___ PASSAGE SHOWN
AS MUCH as social distancing has become a staple term in the time of this pandemic, so is the phrase distance learning. With the "new normal" mode of education advocated by the Department of Education, the traditional face-to-face classroom set-up will have to be set aside in the meantime. This, after President Duterte, emphasized that children must be safe from Covid-19 and that physical classes will only be allowed once a vaccine is ready.
This means that the primary delivery mode for educating children and youth will be distance learning. This will be possible with children staying in the comfort of their homes while accomplishing works and activities that allow the development of the most essential learning competencies or MELCS as determined by the DepEd. Further, under this modality, parents and guardians are expected to take on a big role in ensuring that the educational set-up is successful.
The concept of distance learning is not entirely new in the Philippines. With a few open universities offering distance education programs, this modality is doable and practical. I have personally experienced being a student under a distance learning modality, and I can say that it works mostly with printed modules and instructional materials being sent by the professor. Adults, who can manage their own time, can quickly get used to this type of education, but it might be a different thing for younger students at the elementary level.
With the Sustainable Development Goals (SDG) Indicator 4.2.3, which reflects "the percentage of children under the age of five who experience positive and stimulating home-learning environments", it is clear that the responsibility of parents and home companions of children is expected. Before a child is allowed to enter a formal educational facility or school, he or she needs to be taught first at home.
______
**STUDY QUESTIONS:**
1. According to the distance learning passage, when will physical classes be allowed?
2. Pick up the distance learning passage after its final sentence and continue it.
The entries that come next are not needed for anything here.
___ INPUT DATA
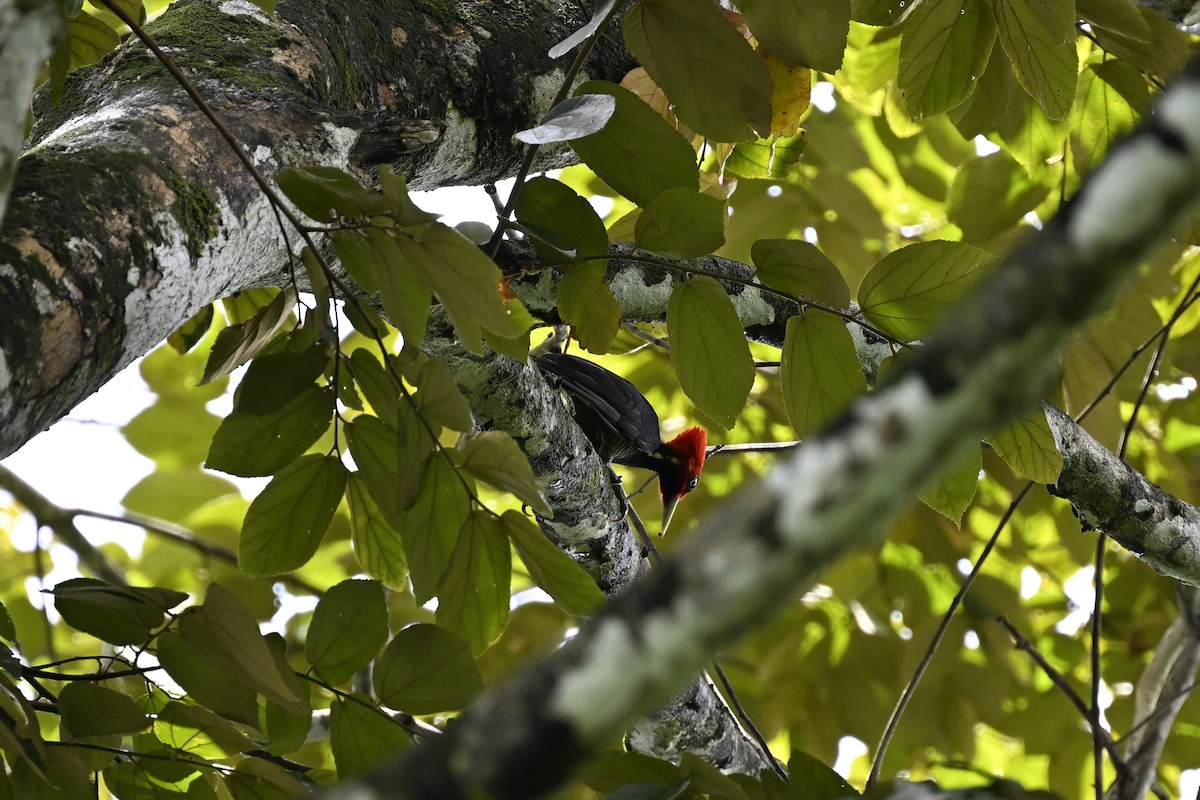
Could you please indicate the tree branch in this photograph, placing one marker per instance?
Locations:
(991, 359)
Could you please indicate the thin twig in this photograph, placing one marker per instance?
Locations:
(747, 722)
(1099, 734)
(939, 635)
(186, 537)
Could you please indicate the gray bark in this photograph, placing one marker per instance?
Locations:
(993, 358)
(151, 218)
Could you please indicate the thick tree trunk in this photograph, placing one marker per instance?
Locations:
(129, 214)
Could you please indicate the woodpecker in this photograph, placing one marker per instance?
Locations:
(623, 427)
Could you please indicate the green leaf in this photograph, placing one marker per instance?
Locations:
(586, 302)
(327, 193)
(275, 379)
(613, 770)
(1039, 40)
(809, 32)
(91, 38)
(262, 444)
(355, 252)
(1163, 54)
(474, 593)
(952, 491)
(1029, 447)
(363, 737)
(709, 349)
(286, 729)
(207, 680)
(287, 521)
(439, 400)
(945, 49)
(90, 710)
(996, 100)
(810, 777)
(571, 119)
(820, 371)
(880, 13)
(682, 223)
(426, 669)
(1111, 97)
(247, 304)
(376, 383)
(799, 270)
(391, 462)
(405, 296)
(772, 157)
(1119, 16)
(114, 614)
(719, 85)
(493, 456)
(162, 776)
(198, 732)
(348, 627)
(430, 528)
(261, 780)
(239, 343)
(911, 288)
(551, 569)
(990, 194)
(225, 631)
(7, 629)
(463, 278)
(552, 208)
(376, 543)
(637, 154)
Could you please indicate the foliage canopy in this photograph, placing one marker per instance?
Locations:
(870, 163)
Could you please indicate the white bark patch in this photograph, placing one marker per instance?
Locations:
(1171, 547)
(1126, 197)
(456, 151)
(825, 469)
(633, 294)
(340, 140)
(244, 8)
(753, 308)
(77, 133)
(594, 696)
(545, 89)
(1137, 186)
(5, 383)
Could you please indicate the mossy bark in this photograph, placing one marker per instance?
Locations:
(129, 212)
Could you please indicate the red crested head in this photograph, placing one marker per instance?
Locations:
(682, 474)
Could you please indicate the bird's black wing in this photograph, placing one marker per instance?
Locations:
(615, 401)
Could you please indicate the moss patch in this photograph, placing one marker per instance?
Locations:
(197, 214)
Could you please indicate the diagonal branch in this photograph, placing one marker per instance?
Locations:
(991, 359)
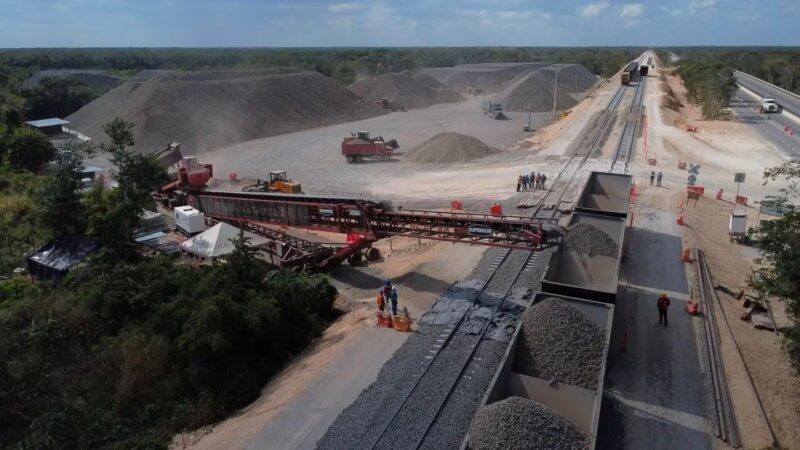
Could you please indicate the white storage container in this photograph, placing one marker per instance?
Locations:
(738, 223)
(189, 220)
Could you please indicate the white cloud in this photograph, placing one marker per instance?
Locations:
(592, 9)
(632, 11)
(702, 4)
(339, 8)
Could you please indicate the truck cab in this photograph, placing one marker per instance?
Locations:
(769, 105)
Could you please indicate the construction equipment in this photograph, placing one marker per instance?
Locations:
(391, 105)
(360, 146)
(278, 182)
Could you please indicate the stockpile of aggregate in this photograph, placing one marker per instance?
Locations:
(585, 238)
(92, 78)
(208, 109)
(536, 89)
(413, 91)
(521, 424)
(557, 342)
(450, 147)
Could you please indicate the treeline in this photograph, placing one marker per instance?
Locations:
(777, 65)
(708, 84)
(342, 64)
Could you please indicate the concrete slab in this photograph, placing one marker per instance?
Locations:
(302, 423)
(655, 393)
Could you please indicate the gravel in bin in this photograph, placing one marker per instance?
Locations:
(520, 424)
(557, 342)
(587, 239)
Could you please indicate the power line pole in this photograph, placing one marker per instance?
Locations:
(555, 93)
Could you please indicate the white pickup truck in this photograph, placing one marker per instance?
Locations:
(769, 105)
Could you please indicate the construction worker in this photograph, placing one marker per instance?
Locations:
(387, 291)
(381, 301)
(663, 306)
(393, 300)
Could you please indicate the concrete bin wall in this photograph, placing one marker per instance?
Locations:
(606, 194)
(581, 406)
(587, 276)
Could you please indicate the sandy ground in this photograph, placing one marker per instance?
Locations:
(731, 265)
(721, 148)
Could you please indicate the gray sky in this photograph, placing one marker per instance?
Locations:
(220, 23)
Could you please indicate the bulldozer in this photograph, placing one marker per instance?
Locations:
(278, 182)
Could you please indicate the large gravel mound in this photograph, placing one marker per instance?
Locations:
(520, 424)
(536, 89)
(585, 238)
(450, 147)
(208, 109)
(93, 78)
(413, 91)
(558, 342)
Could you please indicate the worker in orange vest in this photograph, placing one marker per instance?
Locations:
(381, 301)
(663, 305)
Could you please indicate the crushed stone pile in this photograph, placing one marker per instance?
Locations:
(450, 147)
(585, 239)
(520, 424)
(412, 90)
(92, 78)
(558, 342)
(536, 89)
(208, 109)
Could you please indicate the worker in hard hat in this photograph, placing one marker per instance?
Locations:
(387, 291)
(393, 299)
(663, 306)
(381, 301)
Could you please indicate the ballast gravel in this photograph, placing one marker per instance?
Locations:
(585, 238)
(521, 424)
(557, 342)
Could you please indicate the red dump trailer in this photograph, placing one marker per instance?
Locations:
(360, 146)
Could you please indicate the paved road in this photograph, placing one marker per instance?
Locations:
(771, 126)
(654, 394)
(789, 101)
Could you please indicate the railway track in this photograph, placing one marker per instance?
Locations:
(548, 205)
(625, 147)
(452, 354)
______
**RESPONSES IN ORDER:**
1. Physical classes will be allowed only once a vaccine is ready.

2.
Unesco Institute for Statistics Director Silvia Montoya says that "the concept behind the indicator is explained in the SDG 4 Data Digest 2019. It rests on the premise that every caregiver in every home is responsible for creating a safe, stimulating, and nurturing environment for every child. Their positive interactions with children are vital to promote social, emotional and cognitive development. Children who feel valued and accepted are on course for healthy relationships, as well as academic and employment success."
While this indicator is primarily intended for children five years old and below, the Covid-19 pandemic has led us all to embrace this responsibility to all our school-aged children. While having an informal discussion with colleagues, I found out that parents of college students also feel that they need to still look after the well-being of their children who are mostly exhausted and overwhelmed by the voluminous school work now that the educational system has shifted into online learning.
As I have always mentioned during my interviews, now is the time that parents like me make it possible to give our kids the attention they need even while we are working. I know it is really difficult to manage time between work and home responsibilities, but now, more than ever, our children deserve our guidance and attentiveness in this time of the pandemic. With the hope that our government will be able to lay guidelines to empower working parents and enable them to attend to their kids' educational needs, I vow to ensure that education will continue for my kids.